Source data ▸
——————

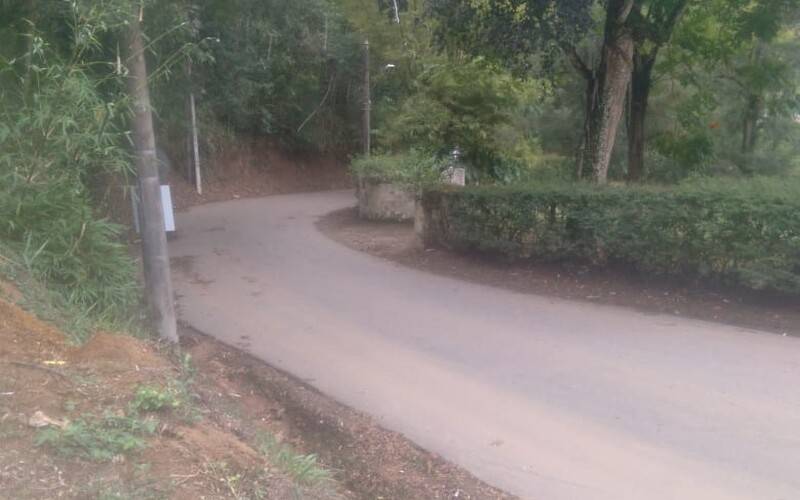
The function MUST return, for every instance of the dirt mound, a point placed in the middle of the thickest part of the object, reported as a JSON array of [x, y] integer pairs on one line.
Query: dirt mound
[[92, 390], [23, 336], [118, 352]]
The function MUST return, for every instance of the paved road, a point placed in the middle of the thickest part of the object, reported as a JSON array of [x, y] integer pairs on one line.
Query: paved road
[[548, 399]]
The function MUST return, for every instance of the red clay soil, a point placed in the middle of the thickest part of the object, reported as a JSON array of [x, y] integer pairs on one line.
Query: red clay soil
[[397, 242], [41, 372], [209, 447]]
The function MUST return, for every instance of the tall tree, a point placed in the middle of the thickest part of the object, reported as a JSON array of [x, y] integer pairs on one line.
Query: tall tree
[[516, 31], [653, 24]]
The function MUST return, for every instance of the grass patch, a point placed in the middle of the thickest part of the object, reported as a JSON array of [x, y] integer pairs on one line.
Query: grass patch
[[303, 469], [51, 306], [99, 439]]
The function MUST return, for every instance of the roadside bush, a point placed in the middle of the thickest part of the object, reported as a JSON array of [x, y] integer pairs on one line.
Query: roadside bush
[[61, 126], [413, 169], [744, 233]]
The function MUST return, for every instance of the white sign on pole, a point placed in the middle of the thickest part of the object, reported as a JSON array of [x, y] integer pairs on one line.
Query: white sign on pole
[[166, 204]]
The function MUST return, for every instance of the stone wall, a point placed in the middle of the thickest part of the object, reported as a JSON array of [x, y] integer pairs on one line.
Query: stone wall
[[385, 201]]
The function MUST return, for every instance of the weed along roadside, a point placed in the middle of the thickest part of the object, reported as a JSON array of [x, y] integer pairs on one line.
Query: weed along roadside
[[119, 417]]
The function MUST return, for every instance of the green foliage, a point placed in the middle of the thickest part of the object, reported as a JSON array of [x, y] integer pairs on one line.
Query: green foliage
[[303, 469], [282, 69], [151, 398], [60, 128], [99, 439], [413, 169], [472, 105], [738, 233]]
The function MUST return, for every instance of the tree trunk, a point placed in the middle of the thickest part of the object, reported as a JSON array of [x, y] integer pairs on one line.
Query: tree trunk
[[158, 283], [366, 117], [640, 94], [613, 77], [589, 103], [750, 124]]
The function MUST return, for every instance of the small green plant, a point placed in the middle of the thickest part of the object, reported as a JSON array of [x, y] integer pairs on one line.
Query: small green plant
[[99, 439], [304, 469], [413, 169], [151, 398]]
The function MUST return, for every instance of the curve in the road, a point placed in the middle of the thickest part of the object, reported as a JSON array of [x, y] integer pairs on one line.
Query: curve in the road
[[546, 398]]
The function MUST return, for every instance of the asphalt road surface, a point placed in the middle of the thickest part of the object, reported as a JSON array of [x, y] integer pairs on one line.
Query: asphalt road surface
[[547, 399]]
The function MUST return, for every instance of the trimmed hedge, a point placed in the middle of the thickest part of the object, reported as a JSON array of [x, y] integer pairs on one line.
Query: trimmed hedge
[[744, 233]]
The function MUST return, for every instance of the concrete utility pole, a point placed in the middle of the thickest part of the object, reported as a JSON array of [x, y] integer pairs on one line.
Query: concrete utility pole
[[367, 102], [198, 183], [158, 282]]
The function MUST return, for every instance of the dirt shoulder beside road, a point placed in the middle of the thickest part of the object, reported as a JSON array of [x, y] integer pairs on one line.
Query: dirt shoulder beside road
[[120, 417], [396, 242], [371, 462]]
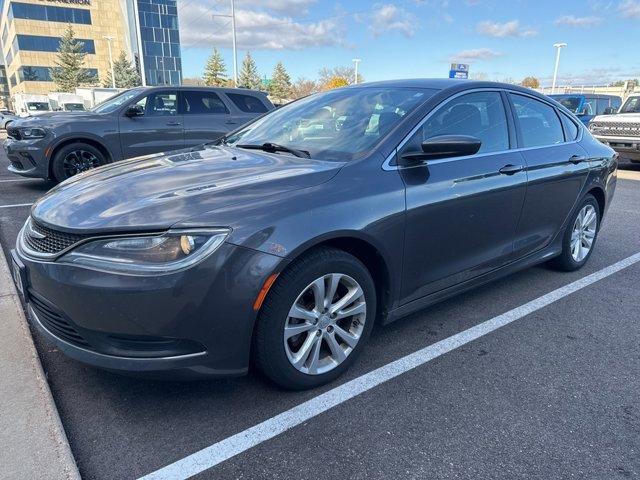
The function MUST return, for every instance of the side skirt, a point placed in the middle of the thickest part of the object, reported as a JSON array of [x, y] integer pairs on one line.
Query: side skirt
[[552, 250]]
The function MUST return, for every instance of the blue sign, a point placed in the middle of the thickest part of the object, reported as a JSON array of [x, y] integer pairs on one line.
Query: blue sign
[[459, 70]]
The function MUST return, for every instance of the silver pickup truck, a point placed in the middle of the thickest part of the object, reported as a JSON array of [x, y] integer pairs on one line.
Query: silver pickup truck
[[621, 131]]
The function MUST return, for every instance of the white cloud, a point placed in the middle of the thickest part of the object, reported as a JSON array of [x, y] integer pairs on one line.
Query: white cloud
[[573, 21], [475, 54], [630, 9], [507, 29], [388, 18], [258, 29]]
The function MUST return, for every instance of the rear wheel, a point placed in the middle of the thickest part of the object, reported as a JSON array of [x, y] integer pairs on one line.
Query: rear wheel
[[75, 158], [315, 320], [580, 236]]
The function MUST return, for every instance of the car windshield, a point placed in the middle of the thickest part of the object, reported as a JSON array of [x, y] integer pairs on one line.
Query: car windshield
[[74, 107], [116, 102], [336, 125], [632, 105], [572, 103], [38, 106]]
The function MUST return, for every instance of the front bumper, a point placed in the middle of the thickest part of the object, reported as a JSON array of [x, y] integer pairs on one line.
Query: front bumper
[[627, 147], [194, 323], [27, 157]]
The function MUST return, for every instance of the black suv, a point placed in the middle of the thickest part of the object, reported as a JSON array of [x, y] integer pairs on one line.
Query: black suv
[[137, 122]]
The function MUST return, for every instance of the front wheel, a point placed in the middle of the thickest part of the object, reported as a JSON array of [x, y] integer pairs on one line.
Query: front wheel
[[315, 320], [75, 158], [580, 236]]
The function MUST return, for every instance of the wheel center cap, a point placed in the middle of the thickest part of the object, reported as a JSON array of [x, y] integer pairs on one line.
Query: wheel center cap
[[324, 322]]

——————

Your objective ▸ Write the material above out again exactly. Omit every image.

Your solution ▸
The function MUST return, for every instance of the dirt mound, a point placed in the middle of the thickest part of the object, reported as a JSON array of [x, y] integer pairs on one line.
Query: dirt mound
[[92, 390], [23, 336], [118, 352]]
The function MUST return, for every instance of the paved road, a point placed in the middle of the thickest part of the object, reported as a JSON array of [x, y] integer pairs on one line.
Query: paved road
[[548, 399]]
The function MUST return, for every instance of the red clay soil, a point placed in the middle of the thickest part of the object, reported as a JSON array of [x, y] integer pairs on one line.
Query: red clay soil
[[397, 242], [41, 372], [209, 447]]
The function MUST return, for every instance of the tall tree, a point placed in the middle of the thickest part of the object, reported as a JSON array of [x, y] integer pairs on one line.
Query: tall tree
[[516, 31], [653, 24]]
The function MUST return, for every instance of the grass patch, a point placed in the middle of the thickest part of the object, reported as a JSON array of [x, y] integer pairs on one line.
Query: grass patch
[[303, 469], [51, 306], [99, 439]]
The function MUST return, for every instance of the roadside bush, a point placed in the middle of the thickest part of the object, reported as a JSON array of [x, y] integer pairs on one line.
Query: roadside bush
[[61, 126], [413, 169], [744, 233]]
The function MUST return, for every instance of the white sign on pole, a point placed in the middle of the thickest part of the object, reported as a JSON array of [x, y] integer pairs on one line.
Query: white sign on pole
[[166, 204]]
The function MUST return, for every instance of the stone wall, a point placed in the middle of the thickest part of the object, reported as a JSON array of [x, y] integer pairs on one line.
Query: stone wall
[[385, 201]]
The function MUST return, for every instance of the weed along roadside, a point placed in the middle of the thickest part of the object, reported as a JSON array of [x, y] integer pairs on one line.
Query: weed along roadside
[[119, 417]]
The function MUST return, for every instance of the green foliage, a point placed in the middle of the thickest part of the object, reported as a JSON array of [x, y] integer pairs on one line.
Query: green foliage
[[303, 469], [282, 69], [151, 398], [60, 128], [99, 439], [413, 169], [472, 105], [738, 233]]
The function MUST return, for every instance of the tree trunk, a point placed in the middle of the thickest part of the object, reported as a JSON array of [x, y] integer pairs on one line.
Query: tree trunk
[[158, 283], [366, 117], [640, 94], [613, 77], [589, 103], [750, 124]]
The function MUST return, for every instance of the small green plant, a point placed in the middle of the thickest part of the object, reported as a JSON array of [x, y] integer pairs on one line.
Query: small green plant
[[99, 439], [304, 469], [413, 169], [151, 398]]
The function MUST return, for every instance of the curve in the road, a point placed in the middle of the thickest part of the object, reported as a JSON array of [x, y] integer pairs on one line.
Query: curve in the road
[[546, 398]]
The function MUST return, for every instance of the asphalt road surface, a point placed in the middle of the thickest part of the object, reported as a JSON array of [x, y] integer pairs on one line.
Query: asphalt road surface
[[547, 399]]
The function MUST return, for every instance of the trimmed hedge, a point placed in the middle of the thickest part of the object, reported as a JSON array of [x, y] integer pairs on one line.
Query: trimmed hedge
[[744, 233]]
The function MUST return, for every instance of the concrete utility pole, a point placed in the middle of the thickest part of the object, reported as a JSON array of [x, y] integer pairs on one line.
Query: concrete utility pole
[[367, 102], [198, 183], [158, 282]]
The function MUST return, for every instance of the dirt shoulder beside road, a point placed in the middle of the thickest part of the object, reported as a JSON array of [x, y] integer pairs on one line.
Query: dirt shoulder beside road
[[120, 417], [396, 242], [371, 462]]
The function MUST return, for every instance of the side skirt, a point placed in the middle of the thickest part of the object, reported as a JSON array of [x, y] integer pairs on one line.
Query: side skirt
[[552, 250]]
The function MUST return, for every instance of the blue sign, a point placed in the middle of the thickest part of the object, reported as a JSON array of [x, y] integer pairs on one line.
Query: blue sign
[[459, 70]]
The function MUST return, for every instance of the silver pickup truck, a point placed in the middle of the thickest part of the object, reported as a JSON array of [x, y] integer pairs on one line.
Query: silver pickup truck
[[621, 131]]
The function MUST return, for every instance of the white cloud, a point placed in the middle of the thickest part of the object, reported as a JSON array of [x, y] integer pairs on one line.
Query: white cloud
[[573, 21], [475, 54], [630, 9], [507, 29], [388, 18], [258, 29]]
The function MUST return, for every instance of the rear wheel, a point placed in the middle of the thickest part of the object, reported as a JSON array of [x, y] integer pairs on one line.
Query: rear wheel
[[75, 158], [315, 320], [580, 236]]
The function MUST return, for every instance of the car windshield, a point placed in the middle of the thickest part of the object, reported as a JSON array of [x, y] integer pairs on one line.
Query: car windshield
[[74, 107], [116, 102], [336, 125], [632, 105], [572, 103], [38, 106]]
The function MUST return, for every instance of the front bumper, a point placed in the middle of the thickest part of the object, reported as a JSON array of [x, y] integer pairs on one line.
Query: front bumper
[[627, 147], [194, 323], [27, 157]]
The function MUST return, for every instance of the black suv, a point placed in the middle of the thickest part of the object, reported as a JSON array of [x, y] integer pairs on one line.
Query: black suv
[[137, 122]]
The function MUST return, for every instance of the front wheel, a point placed in the middle of the thickest part of the object, reported as a JSON array of [x, y] integer pairs on one line.
Query: front wheel
[[315, 320], [75, 158], [580, 236]]
The function MUST return, for every instance of the wheel center cap, a point placed in the middle of the thickest part of the object, reported as a JSON array of [x, y] integer pairs on one line.
Query: wheel center cap
[[324, 322]]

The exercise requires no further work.